> [INSTRUCTIONS]
• 1. In the article on older workers and work-life balance, how many New Zealand employees did the researchers survey?
• 2. Reproduce the part of the article on older workers and work-life balance from "As the number" up to and including "the not-for-profit sector.".

> [PASSAGE GIVEN]
--- begin ---

Older workers and work-life balance

01 Feb, 2024
Older workers and work-life balance

This article is republished from The Conversation under a Creative Commons license and written by Auckland University of Technology's Professor Candice Harris and Associate Professor Barbara Myers, and Massey University's Professor Jarrod Haar. Read the original article.

The idea that we can comfortably manage all the different facets of life – work, family, other responsibilities – is certainly appealing. But in reality, there is no one-size-fits-all solution to work-life balance – especially for older workers.

Making up a third of the New Zealand workforce, older workers (aged 55 and older) are a growing cohort in the economy.

There is the temptation to treat everyone in this age bracket as the same. But our new research shows this is a mistake. In fact, the support older workers want in order to achieve better work-life balance can differ as they age.

Indeed, the lives of older workers can vary greatly when it comes to employment, family structure, financial resources, time and wellbeing.

As the number of older employees in the economy grows, it’s important to understand what will help keep them satisfied in their work as they move towards and beyond retirement age.

Anxiety, depression and older workers

The goal of our research was to better understand the effects of work-life balance on anxiety and depression caused by job stress among older workers.

We asked two key questions: what effect does work-life balance have on older employees? And are there differences between groups of workers?

We surveyed 512 New Zealand employees in three age groups: 55-59 years, 60-64, and 65-plus. Respondents had been in their current jobs for an average of 12.6 years.

Some 58.2% were in the private sector, 31.6% were in the public/government sector, and 10.2% were in the not-for-profit sector.

In terms of age, 43.8% of respondents fell into the 55–59 age group. Those close to retirement age (60–64) made up 31.3% of respondents, and a further 25% were 65 and older – still working despite being eligible for superannuation.

--- end ---

> [SUPPLIED ENTRIES]
--- begin ---

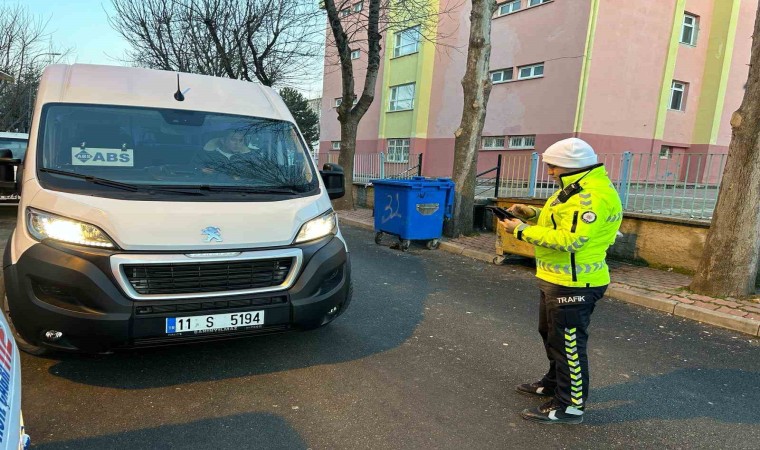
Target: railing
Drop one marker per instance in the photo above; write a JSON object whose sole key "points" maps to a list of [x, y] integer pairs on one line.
{"points": [[679, 185], [371, 166]]}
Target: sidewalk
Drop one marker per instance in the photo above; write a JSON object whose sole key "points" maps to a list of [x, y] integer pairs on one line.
{"points": [[656, 289]]}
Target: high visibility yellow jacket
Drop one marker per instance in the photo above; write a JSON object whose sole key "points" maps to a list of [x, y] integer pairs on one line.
{"points": [[571, 238]]}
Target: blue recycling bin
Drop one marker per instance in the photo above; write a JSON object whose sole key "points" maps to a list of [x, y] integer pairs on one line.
{"points": [[413, 209]]}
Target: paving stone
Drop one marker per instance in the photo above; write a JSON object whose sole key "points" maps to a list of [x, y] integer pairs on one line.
{"points": [[680, 299], [708, 306], [732, 311], [643, 299], [702, 298], [730, 304], [717, 318], [750, 308]]}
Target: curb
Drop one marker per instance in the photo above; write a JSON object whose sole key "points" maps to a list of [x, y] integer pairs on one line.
{"points": [[723, 320]]}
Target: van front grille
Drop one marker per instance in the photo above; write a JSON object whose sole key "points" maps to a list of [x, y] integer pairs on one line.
{"points": [[187, 278]]}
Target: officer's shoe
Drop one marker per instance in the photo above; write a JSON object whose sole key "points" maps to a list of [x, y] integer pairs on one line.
{"points": [[554, 412], [535, 389]]}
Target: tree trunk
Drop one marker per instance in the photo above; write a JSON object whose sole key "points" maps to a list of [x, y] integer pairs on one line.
{"points": [[348, 130], [477, 87], [730, 260]]}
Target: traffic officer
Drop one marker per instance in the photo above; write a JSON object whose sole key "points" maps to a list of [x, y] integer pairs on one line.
{"points": [[571, 234]]}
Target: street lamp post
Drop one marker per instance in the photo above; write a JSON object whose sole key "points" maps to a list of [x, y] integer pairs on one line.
{"points": [[31, 107]]}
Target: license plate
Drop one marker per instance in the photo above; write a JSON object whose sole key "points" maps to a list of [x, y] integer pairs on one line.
{"points": [[215, 322]]}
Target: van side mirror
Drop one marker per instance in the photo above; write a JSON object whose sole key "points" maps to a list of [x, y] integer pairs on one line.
{"points": [[332, 176], [8, 166]]}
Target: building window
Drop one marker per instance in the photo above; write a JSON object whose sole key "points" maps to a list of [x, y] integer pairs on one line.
{"points": [[527, 72], [406, 41], [689, 29], [398, 150], [502, 76], [509, 7], [493, 142], [678, 95], [522, 142], [402, 97]]}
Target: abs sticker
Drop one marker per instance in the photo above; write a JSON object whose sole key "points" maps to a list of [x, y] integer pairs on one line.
{"points": [[588, 217], [113, 157]]}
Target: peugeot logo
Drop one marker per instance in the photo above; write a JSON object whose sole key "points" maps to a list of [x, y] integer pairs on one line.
{"points": [[213, 234]]}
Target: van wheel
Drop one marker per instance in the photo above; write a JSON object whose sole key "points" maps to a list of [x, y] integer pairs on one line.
{"points": [[22, 343]]}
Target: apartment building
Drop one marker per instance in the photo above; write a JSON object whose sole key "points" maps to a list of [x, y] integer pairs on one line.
{"points": [[660, 77]]}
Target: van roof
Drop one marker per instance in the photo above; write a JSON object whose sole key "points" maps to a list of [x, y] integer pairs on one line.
{"points": [[132, 86]]}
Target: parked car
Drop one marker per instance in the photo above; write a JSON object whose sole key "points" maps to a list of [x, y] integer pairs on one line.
{"points": [[161, 208], [16, 143]]}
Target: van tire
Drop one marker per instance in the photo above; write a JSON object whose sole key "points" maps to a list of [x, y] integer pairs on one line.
{"points": [[22, 343]]}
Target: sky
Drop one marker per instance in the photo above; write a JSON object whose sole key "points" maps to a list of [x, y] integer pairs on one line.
{"points": [[82, 26]]}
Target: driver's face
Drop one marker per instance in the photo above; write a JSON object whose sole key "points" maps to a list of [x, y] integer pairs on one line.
{"points": [[235, 143]]}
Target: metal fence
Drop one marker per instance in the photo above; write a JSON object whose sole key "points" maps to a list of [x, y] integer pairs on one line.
{"points": [[372, 166], [678, 185]]}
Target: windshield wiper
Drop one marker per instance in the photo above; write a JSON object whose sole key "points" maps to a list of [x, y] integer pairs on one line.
{"points": [[91, 179], [233, 188], [116, 184]]}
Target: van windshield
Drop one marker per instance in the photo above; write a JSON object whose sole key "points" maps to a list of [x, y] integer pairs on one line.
{"points": [[152, 150]]}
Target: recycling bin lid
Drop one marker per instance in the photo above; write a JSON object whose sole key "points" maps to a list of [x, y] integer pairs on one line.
{"points": [[415, 182]]}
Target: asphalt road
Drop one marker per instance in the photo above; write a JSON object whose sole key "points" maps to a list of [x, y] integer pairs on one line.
{"points": [[426, 357]]}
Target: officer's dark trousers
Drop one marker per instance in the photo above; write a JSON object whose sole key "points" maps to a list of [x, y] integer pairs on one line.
{"points": [[564, 317]]}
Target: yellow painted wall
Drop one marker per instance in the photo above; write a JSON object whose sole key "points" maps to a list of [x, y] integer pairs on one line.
{"points": [[715, 80], [415, 68]]}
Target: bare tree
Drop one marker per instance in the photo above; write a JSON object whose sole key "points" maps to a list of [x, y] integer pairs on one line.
{"points": [[730, 259], [275, 42], [24, 50], [477, 88], [366, 29]]}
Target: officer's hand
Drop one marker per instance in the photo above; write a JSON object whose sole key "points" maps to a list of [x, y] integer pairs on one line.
{"points": [[511, 224], [522, 211]]}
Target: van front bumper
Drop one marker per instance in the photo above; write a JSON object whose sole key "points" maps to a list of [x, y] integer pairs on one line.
{"points": [[55, 287]]}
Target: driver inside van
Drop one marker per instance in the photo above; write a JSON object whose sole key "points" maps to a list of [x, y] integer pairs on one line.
{"points": [[229, 154]]}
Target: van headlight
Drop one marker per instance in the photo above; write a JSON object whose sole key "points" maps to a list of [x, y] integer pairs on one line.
{"points": [[43, 225], [318, 227]]}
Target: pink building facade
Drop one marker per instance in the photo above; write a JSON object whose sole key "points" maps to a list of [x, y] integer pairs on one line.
{"points": [[652, 78]]}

--- end ---

> [ANSWERS FOR THIS EXERCISE]
• 1. 512

• 2.
As the number of older employees in the economy grows, it’s important to understand what will help keep them satisfied in their work as they move towards and beyond retirement age.

Anxiety, depression and older workers

The goal of our research was to better understand the effects of work-life balance on anxiety and depression caused by job stress among older workers.

We asked two key questions: what effect does work-life balance have on older employees? And are there differences between groups of workers?

We surveyed 512 New Zealand employees in three age groups: 55-59 years, 60-64, and 65-plus. Respondents had been in their current jobs for an average of 12.6 years.

Some 58.2% were in the private sector, 31.6% were in the public/government sector, and 10.2% were in the not-for-profit sector.